TASK DATA
══════════
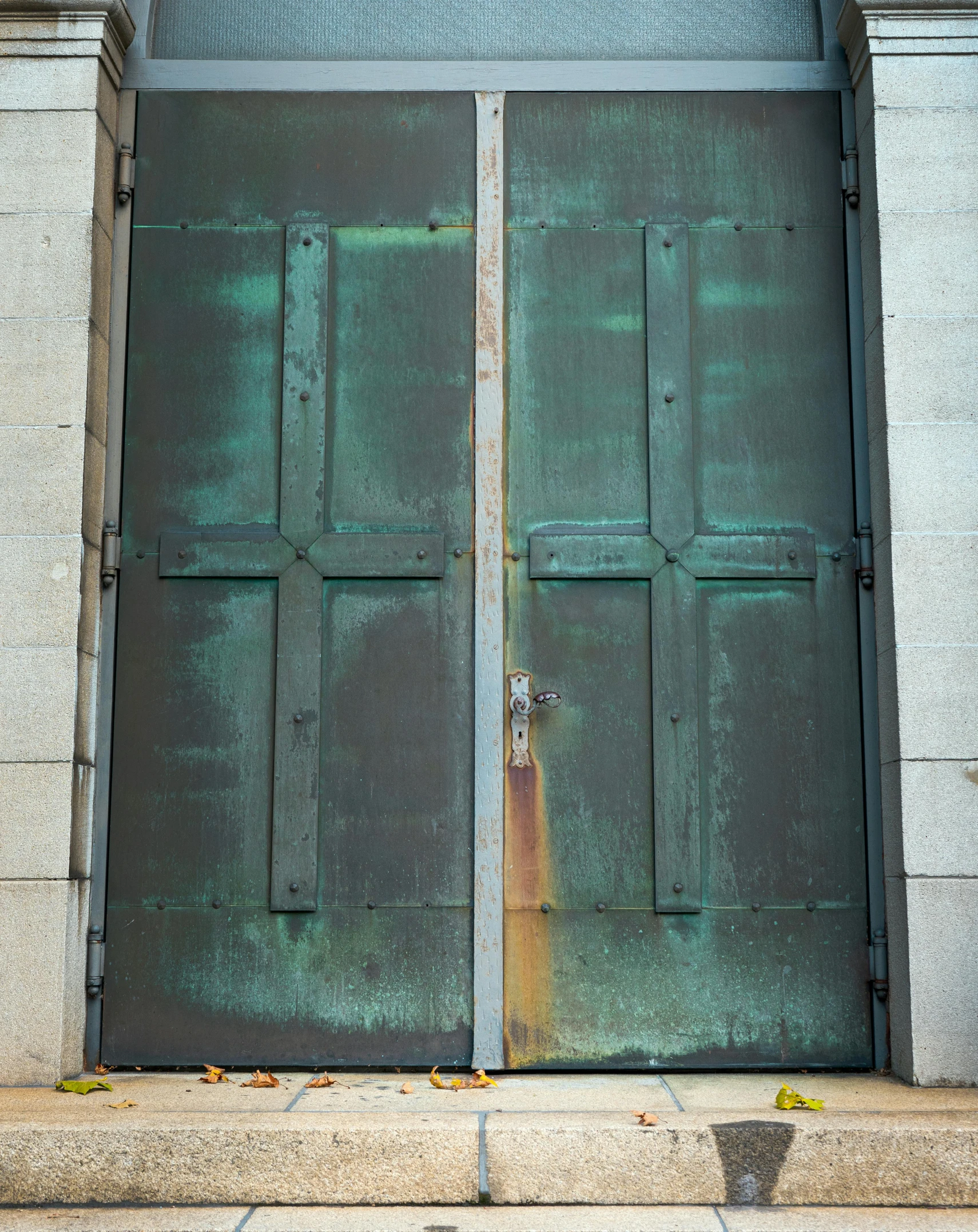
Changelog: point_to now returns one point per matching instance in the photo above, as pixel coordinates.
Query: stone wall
(916, 72)
(58, 99)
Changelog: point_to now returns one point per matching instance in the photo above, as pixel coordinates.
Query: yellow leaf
(83, 1088)
(788, 1098)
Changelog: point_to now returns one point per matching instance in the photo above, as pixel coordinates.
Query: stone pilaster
(916, 75)
(59, 73)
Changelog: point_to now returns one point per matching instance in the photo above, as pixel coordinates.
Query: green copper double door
(291, 833)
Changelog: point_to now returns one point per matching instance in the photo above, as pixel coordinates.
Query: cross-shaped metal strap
(673, 557)
(300, 555)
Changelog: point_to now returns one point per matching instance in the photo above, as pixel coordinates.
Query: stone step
(541, 1140)
(491, 1219)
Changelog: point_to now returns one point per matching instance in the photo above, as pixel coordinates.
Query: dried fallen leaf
(788, 1098)
(214, 1074)
(646, 1118)
(261, 1079)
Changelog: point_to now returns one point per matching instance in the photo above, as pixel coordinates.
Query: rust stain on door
(528, 992)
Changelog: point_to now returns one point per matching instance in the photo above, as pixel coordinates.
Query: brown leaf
(323, 1081)
(214, 1074)
(261, 1079)
(646, 1118)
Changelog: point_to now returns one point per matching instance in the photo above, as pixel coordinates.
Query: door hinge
(852, 178)
(111, 553)
(95, 967)
(126, 181)
(865, 569)
(880, 965)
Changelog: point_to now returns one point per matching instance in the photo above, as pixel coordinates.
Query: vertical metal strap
(300, 639)
(876, 884)
(117, 334)
(490, 700)
(675, 728)
(296, 792)
(305, 385)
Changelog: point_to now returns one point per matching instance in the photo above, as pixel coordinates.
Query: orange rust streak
(528, 995)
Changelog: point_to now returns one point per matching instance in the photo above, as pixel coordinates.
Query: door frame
(488, 82)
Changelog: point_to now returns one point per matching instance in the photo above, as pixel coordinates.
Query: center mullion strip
(490, 672)
(300, 640)
(675, 721)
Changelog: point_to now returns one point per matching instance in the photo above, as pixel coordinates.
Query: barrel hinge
(852, 178)
(111, 553)
(880, 965)
(95, 966)
(865, 569)
(126, 177)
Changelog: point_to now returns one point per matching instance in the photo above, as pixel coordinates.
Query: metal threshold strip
(484, 75)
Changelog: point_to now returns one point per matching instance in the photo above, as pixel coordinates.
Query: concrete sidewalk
(541, 1140)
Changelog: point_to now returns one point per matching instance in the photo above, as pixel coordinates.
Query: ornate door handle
(522, 708)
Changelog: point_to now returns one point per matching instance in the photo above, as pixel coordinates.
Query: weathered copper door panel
(261, 533)
(685, 860)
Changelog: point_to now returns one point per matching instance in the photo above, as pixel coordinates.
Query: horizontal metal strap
(749, 556)
(257, 552)
(642, 556)
(225, 552)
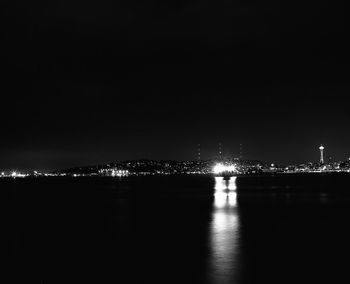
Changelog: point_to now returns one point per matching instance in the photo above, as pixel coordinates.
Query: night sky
(89, 82)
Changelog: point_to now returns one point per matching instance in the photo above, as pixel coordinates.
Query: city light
(221, 168)
(15, 174)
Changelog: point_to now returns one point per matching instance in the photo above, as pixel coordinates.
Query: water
(176, 229)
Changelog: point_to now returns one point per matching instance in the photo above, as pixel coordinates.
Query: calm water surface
(176, 229)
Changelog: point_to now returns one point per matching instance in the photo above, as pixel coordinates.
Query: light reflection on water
(224, 232)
══════════
WORK TO BE COMPLETED
Except for the pictures, print the data above exactly.

RESPONSE TO THE EXERCISE
Changelog: point_to now returns one point per matching instance in the photo above, as pixel coordinates.
Query: stone wall
(916, 72)
(58, 99)
Changelog: point_to now returns one point per matching instance in the photo above, as pixel coordinates.
Query: yellow leaf
(83, 1088)
(788, 1098)
Changelog: point_to now returns one point per matching instance in the photo above, as pixel coordinates.
Query: stone pilaster
(916, 75)
(59, 73)
Changelog: point_to now returns one point per matching instance in the photo above, as pixel coordinates.
Query: green copper double door
(291, 833)
Changelog: point_to now returns one point per matching instance in the photo above, as pixel coordinates.
Query: cross-shaped metal strap
(673, 557)
(300, 555)
Changelog: point_to now returns one point per matching instance in the photo above, as pixel coordinates.
Query: stone step
(541, 1140)
(491, 1219)
Changelog: point_to now returns one point per matching instance in the photo above, as pixel coordinates.
Query: dried fallen leaf
(788, 1098)
(214, 1074)
(646, 1118)
(261, 1079)
Changelog: point_to now returns one point per matching instance in the photo above, as pixel coordinates.
Query: rust stain on door
(528, 992)
Changelog: point_to now returns one point per matching instance in the photo above, as pixel coordinates.
Query: brown leaf
(323, 1081)
(214, 1074)
(261, 1079)
(646, 1118)
Changelog: point_to now returns one point per matching instance in the photo above, as pixel coordinates.
Query: door hinge
(852, 178)
(111, 553)
(95, 967)
(126, 181)
(865, 569)
(880, 965)
Changelog: point_to now returns one point per matching instance in the photo above, as pixel coordinates.
Query: vertical metal strap
(300, 639)
(876, 884)
(117, 334)
(490, 700)
(675, 728)
(296, 792)
(305, 385)
Changelog: point_to now returns one point per matching instance in the photo above, as pixel coordinates.
Query: orange rust streak
(528, 995)
Changelog: point_to now returns one point per matching instance in the photo above, as pixel coordinates.
Query: door frame
(488, 82)
Changelog: point_to now returns one point per matching instance in the photo above, as pixel coordinates.
Query: center mullion strip
(490, 672)
(300, 640)
(675, 721)
Changelog: point_to now returns one point per matching instance in the photo above, as pixel coordinates.
Query: barrel hinge
(852, 178)
(111, 553)
(880, 965)
(95, 966)
(865, 569)
(126, 177)
Changelog: point_to now returns one point per matching instance in the photo above, as pixel coordinates.
Query: metal threshold strip
(484, 75)
Changelog: point_to now returns one point per matching instance in the photo above, as pixel coordinates.
Query: concrete sidewalk
(541, 1140)
Changelog: point_to now returns one point per matching instance in the photo above, as pixel coordinates.
Query: ornate door handle
(522, 708)
Changelog: point_to now returns one point per matching instance in the photo above, as pixel coordinates.
Query: weathered copper door panel
(261, 533)
(685, 860)
Changelog: point_to now returns one point per matching instance in the photo above, as pixel coordinates.
Query: horizontal metal strap
(749, 556)
(257, 552)
(642, 556)
(225, 552)
Changelog: point_to now returns one point per matching instance in the photo above, as pixel coordinates.
Query: night sky
(89, 82)
Changelog: point_to now returns one point per matching instance in the photo above, as pixel coordinates.
Query: city light
(221, 168)
(15, 174)
Changelog: point_to now returns one point per matching instance in the photo above, as pixel coordinates.
Query: water
(176, 229)
Changelog: point_to now returns one point per matching instance in the photo above, as pixel coordinates.
Query: calm water surface
(176, 229)
Changelog: point_to now returns one point per matching instance in the photo above, as pixel coordinates.
Query: light reflection on water
(224, 232)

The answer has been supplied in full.